=== STATED EXERCISE ===
Format every line of the listing below as a JSON list of strings, with one string per line and blank lines left out.

====== RECORD EXCERPTS ======

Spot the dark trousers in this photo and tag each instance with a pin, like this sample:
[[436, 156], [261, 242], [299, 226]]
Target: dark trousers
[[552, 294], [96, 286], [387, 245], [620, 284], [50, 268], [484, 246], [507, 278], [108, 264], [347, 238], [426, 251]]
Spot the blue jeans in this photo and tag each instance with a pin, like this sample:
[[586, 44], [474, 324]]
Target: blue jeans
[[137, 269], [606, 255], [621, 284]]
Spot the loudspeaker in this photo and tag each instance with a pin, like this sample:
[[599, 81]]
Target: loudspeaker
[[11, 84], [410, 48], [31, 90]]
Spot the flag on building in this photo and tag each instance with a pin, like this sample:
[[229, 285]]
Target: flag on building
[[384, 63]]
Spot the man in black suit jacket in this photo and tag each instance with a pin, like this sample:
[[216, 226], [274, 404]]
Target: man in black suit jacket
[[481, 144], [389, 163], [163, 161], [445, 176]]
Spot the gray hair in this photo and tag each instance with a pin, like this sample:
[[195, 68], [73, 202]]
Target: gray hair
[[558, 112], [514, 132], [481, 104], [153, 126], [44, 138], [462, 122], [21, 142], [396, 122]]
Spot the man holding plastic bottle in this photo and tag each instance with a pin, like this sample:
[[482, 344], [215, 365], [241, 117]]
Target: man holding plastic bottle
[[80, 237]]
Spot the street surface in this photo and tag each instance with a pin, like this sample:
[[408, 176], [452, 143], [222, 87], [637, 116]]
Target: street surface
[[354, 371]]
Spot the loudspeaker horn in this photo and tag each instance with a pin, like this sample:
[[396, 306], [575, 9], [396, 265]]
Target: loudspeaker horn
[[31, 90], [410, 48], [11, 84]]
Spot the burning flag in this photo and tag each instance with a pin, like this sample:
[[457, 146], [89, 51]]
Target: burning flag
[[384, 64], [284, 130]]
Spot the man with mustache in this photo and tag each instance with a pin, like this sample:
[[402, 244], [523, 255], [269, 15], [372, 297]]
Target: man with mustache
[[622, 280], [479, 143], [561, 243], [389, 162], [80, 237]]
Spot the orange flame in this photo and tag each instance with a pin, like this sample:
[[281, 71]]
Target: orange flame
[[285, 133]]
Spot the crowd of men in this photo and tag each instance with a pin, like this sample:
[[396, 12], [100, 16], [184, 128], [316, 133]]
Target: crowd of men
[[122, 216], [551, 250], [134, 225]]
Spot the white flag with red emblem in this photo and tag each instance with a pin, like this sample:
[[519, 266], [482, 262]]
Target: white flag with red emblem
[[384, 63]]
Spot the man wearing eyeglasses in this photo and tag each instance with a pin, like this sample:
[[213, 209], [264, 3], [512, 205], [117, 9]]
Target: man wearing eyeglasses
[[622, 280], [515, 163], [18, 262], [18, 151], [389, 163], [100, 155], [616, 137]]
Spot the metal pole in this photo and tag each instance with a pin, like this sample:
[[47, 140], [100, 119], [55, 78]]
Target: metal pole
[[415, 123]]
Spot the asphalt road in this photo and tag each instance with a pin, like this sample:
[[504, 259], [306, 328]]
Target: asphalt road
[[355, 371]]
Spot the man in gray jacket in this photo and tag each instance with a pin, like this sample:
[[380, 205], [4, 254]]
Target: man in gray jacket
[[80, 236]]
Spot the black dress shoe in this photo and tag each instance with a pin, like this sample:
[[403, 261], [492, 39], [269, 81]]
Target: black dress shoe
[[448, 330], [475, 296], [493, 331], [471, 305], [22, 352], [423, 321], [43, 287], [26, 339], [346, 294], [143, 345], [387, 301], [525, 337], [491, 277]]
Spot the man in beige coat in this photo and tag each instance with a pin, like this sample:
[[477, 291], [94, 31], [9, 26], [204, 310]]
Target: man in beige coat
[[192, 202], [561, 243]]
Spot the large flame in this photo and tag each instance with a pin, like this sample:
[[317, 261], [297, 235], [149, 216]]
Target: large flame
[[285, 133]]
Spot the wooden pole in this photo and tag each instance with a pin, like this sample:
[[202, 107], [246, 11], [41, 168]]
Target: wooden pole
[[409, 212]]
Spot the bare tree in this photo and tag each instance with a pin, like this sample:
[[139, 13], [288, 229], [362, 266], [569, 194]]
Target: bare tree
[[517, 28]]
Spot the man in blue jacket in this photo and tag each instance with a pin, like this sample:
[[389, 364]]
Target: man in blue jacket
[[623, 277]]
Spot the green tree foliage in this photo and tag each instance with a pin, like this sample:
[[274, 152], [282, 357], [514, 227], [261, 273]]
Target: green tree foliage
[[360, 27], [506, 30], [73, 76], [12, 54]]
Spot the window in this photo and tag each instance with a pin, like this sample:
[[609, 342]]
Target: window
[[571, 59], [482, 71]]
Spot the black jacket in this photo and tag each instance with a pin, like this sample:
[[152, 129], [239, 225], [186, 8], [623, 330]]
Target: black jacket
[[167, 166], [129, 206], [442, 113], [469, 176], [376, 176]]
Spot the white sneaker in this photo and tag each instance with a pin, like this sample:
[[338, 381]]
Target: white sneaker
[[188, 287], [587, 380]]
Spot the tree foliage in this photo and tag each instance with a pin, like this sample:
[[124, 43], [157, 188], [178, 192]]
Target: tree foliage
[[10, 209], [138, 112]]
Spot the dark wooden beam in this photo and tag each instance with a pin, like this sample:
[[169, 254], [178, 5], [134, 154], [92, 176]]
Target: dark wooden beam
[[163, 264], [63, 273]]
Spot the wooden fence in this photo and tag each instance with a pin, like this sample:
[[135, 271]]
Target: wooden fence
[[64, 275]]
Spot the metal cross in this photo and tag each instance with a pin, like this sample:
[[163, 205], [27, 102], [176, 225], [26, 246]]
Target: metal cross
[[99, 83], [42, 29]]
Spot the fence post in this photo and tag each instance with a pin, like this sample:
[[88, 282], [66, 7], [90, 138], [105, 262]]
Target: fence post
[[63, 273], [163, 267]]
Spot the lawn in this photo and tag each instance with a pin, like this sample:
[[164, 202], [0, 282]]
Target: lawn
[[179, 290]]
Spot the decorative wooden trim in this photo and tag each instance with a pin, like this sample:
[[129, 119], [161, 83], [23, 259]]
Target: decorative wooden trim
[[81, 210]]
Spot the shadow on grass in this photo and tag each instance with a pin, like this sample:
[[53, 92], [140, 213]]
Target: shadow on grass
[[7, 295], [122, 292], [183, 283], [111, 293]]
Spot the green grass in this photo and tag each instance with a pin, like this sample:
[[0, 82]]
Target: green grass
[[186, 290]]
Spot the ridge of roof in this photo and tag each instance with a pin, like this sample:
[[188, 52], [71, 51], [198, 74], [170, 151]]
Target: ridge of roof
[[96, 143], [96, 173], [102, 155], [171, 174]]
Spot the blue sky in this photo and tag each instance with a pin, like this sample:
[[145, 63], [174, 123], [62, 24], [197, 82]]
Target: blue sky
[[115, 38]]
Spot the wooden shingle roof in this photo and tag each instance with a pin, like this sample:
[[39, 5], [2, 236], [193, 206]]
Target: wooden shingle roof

======

=== CORRECT RESPONSE ===
[
  "Spot the dark trousers in this photo and tag each instance with a pin, like this sample:",
  "[[436, 156], [261, 242], [299, 226]]",
  "Target: dark trousers",
  "[[552, 294], [96, 286], [387, 245], [620, 284], [50, 268], [484, 246], [507, 278], [108, 264], [347, 238], [426, 251]]",
  "Spot the blue jeans in this photo and tag each instance with a pin, like this sample:",
  "[[586, 44], [474, 324]]",
  "Target: blue jeans",
  "[[137, 269], [606, 255], [621, 284]]",
  "Spot the loudspeaker in this photo and tag each instance with a pin, like this sample:",
  "[[599, 81]]",
  "Target: loudspeaker",
  "[[11, 84], [410, 48], [31, 90]]",
  "Spot the flag on building in this photo and tag each instance with a pin, like this sample:",
  "[[229, 285]]",
  "Target: flag on building",
  "[[384, 63]]",
  "Spot the man in black suit jacket in this photo and tag each instance with a pin, like this sample:",
  "[[216, 226], [274, 404]]",
  "Target: man in black suit jacket",
  "[[481, 144], [389, 163], [163, 161], [445, 176]]",
  "Spot the gray hair in this photo and tag each instance with a pin, like this sample:",
  "[[195, 68], [73, 202]]",
  "Target: gray hair",
  "[[558, 112], [514, 132], [481, 104], [153, 126], [44, 138], [462, 122], [21, 142], [396, 122]]",
  "Spot the man holding plastic bottle in this photo and tag each instance with a pin, like this sample:",
  "[[482, 344], [215, 365], [241, 117]]",
  "Target: man holding plastic bottle",
  "[[80, 237]]",
  "Spot the street surface in this photo and tag each instance with a pin, like this sample:",
  "[[408, 176], [452, 143], [222, 87], [637, 116]]",
  "Target: street surface",
  "[[354, 371]]",
  "Spot the loudspeaker horn in this photo and tag each instance with a pin, like this sample:",
  "[[396, 306], [575, 9], [396, 265]]",
  "Target: loudspeaker horn",
  "[[31, 90], [410, 48], [11, 84]]",
  "Spot the burning flag in this photo and tag each instance with a pin, like this sample:",
  "[[457, 146], [89, 51]]",
  "Target: burning flag",
  "[[384, 64], [284, 130]]",
  "Spot the man with mustache in this photo and tag each instance with a pin, like this sample:",
  "[[402, 244], [523, 255], [269, 15], [372, 297]]",
  "Target: man with mustache",
  "[[622, 280], [479, 143], [561, 243], [389, 162], [80, 237]]",
  "Spot the orange flame in this photo and tag each instance with a pin, like this sample:",
  "[[281, 71]]",
  "Target: orange flame",
  "[[285, 133]]",
  "Spot the crowd of men in this photo and tag each instance with a pin, like this sample:",
  "[[396, 12], [100, 16], [184, 128], [316, 133]]",
  "Target: crowd of men",
  "[[122, 216], [551, 250], [134, 225]]",
  "Spot the white flag with red emblem in this photo and tag each instance with a pin, like this sample:",
  "[[519, 266], [482, 262]]",
  "Target: white flag with red emblem",
  "[[384, 63]]",
  "Spot the man wearing eyeglasses in this photo and tag each instance with a pin, like this sample:",
  "[[213, 209], [264, 3], [512, 205], [117, 9]]",
  "Target: man wearing eyeglasses",
  "[[622, 280], [515, 163], [18, 262], [18, 151], [389, 163], [100, 155], [616, 137]]",
  "Spot the metal pole in this photo and tag each instance with a pin, like this sample:",
  "[[47, 140], [100, 119], [55, 78]]",
  "Target: metal pole",
  "[[415, 123]]",
  "Spot the asphalt road in this photo and tag each instance with a pin, like this sample:",
  "[[504, 259], [306, 328]]",
  "Target: asphalt road",
  "[[355, 371]]",
  "Spot the man in gray jacket in this photo and tag each instance with a pin, like this sample:",
  "[[380, 205], [4, 254]]",
  "Target: man in gray jacket",
  "[[80, 236]]",
  "Spot the black dress shoe in this photo and tag each instance with a pin, like this sample:",
  "[[403, 261], [492, 39], [269, 81]]",
  "Target: black dress shoe",
  "[[448, 330], [475, 296], [493, 331], [471, 305], [22, 352], [423, 321], [43, 287], [26, 339], [346, 294], [143, 345], [387, 301], [525, 337], [491, 277]]",
  "Spot the man in beige coat in this photo and tag each instance with a pin, like this sample:",
  "[[477, 291], [94, 31], [9, 26], [204, 310]]",
  "Target: man in beige coat",
  "[[192, 202], [561, 243]]",
  "Spot the large flame in this photo and tag each instance with a pin, like this sample:",
  "[[317, 261], [297, 235], [149, 216]]",
  "Target: large flame",
  "[[285, 133]]",
  "Spot the wooden pole in this photo and tag each instance with a pin, like this sample:",
  "[[202, 107], [246, 11], [41, 168]]",
  "Target: wooden pole",
  "[[409, 212]]",
  "Spot the bare tree in this photo and tag each instance with a pin, like this sample:",
  "[[139, 13], [288, 229], [362, 266], [569, 194]]",
  "Target: bare tree",
  "[[517, 28]]",
  "Spot the man in blue jacket in this photo and tag each instance with a pin, like this sample:",
  "[[389, 364]]",
  "Target: man in blue jacket",
  "[[623, 277]]",
  "Spot the green tree foliage in this photo and tag each instance with a pin, like this sample:",
  "[[274, 152], [282, 357], [514, 227], [261, 273]]",
  "Target: green tree foliage",
  "[[360, 27], [506, 30], [73, 76], [12, 54]]",
  "Spot the window in this photo and tag each instance with a pin, like this sample:",
  "[[609, 342]]",
  "Target: window",
  "[[571, 59], [482, 71]]",
  "Spot the black jacket in this photo and tag each instance with a pin, like this sample:",
  "[[152, 129], [239, 225], [186, 8], [623, 330]]",
  "Target: black jacket",
  "[[167, 166], [129, 206], [442, 113], [469, 176], [376, 176]]",
  "Spot the white sneaker in this photo and tag each instance with a pin, like this sample:",
  "[[338, 381]]",
  "Target: white sneaker",
  "[[188, 287], [587, 380]]",
  "Spot the tree foliage in this photo and tag each instance with a pin, like this sample:",
  "[[124, 43], [157, 188], [178, 192]]",
  "Target: tree foliage",
  "[[10, 209], [138, 112]]",
  "Spot the dark wooden beam in this photo and tag each instance with a pin, like this sample:",
  "[[169, 254], [178, 5], [134, 154], [92, 176]]",
  "Target: dark wooden beam",
  "[[163, 264], [63, 273]]",
  "Spot the wooden fence in this photo and tag each instance with a pin, like this sample:",
  "[[135, 271]]",
  "Target: wooden fence",
  "[[64, 275]]",
  "Spot the metal cross in this photo and tag each instance with a pin, like this sample:",
  "[[163, 205], [27, 102], [176, 225], [26, 246]]",
  "Target: metal cross",
  "[[99, 83], [42, 29]]",
  "Spot the fence post in this photo and tag each instance with a pin, like this sample:",
  "[[88, 282], [66, 7], [90, 138], [105, 262]]",
  "Target: fence post",
  "[[63, 273], [163, 267]]",
  "Spot the lawn in this photo and tag each instance with a pin, like this sample:",
  "[[164, 202], [0, 282]]",
  "Target: lawn",
  "[[179, 290]]",
  "Spot the decorative wooden trim in this photo and tag each instance with a pin, like this sample:",
  "[[129, 119], [161, 83], [23, 259]]",
  "Target: decorative wooden trim",
  "[[81, 210]]",
  "Spot the shadow on grass in this photo and tag each instance with a pin, like this sample:",
  "[[53, 92], [140, 213]]",
  "Target: shadow on grass",
  "[[7, 295], [122, 292], [183, 283], [111, 293]]",
  "Spot the green grass in this photo and tag each instance with a pin, like this sample:",
  "[[0, 82]]",
  "Target: green grass",
  "[[186, 290]]",
  "Spot the ridge of roof in this photo and tag each instance with a pin, like this sample:",
  "[[188, 52], [71, 51], [198, 74], [170, 151]]",
  "Target: ridge of roof",
  "[[96, 143], [96, 173], [102, 155], [171, 174]]",
  "Spot the blue sky in this photo and tag each instance with a pin, like this sample:",
  "[[145, 63], [174, 123], [62, 24], [197, 82]]",
  "Target: blue sky",
  "[[115, 38]]",
  "Spot the wooden shingle roof in this photo and tag each instance with a pin, like this sample:",
  "[[39, 5], [2, 236], [193, 206]]",
  "Target: wooden shingle roof"
]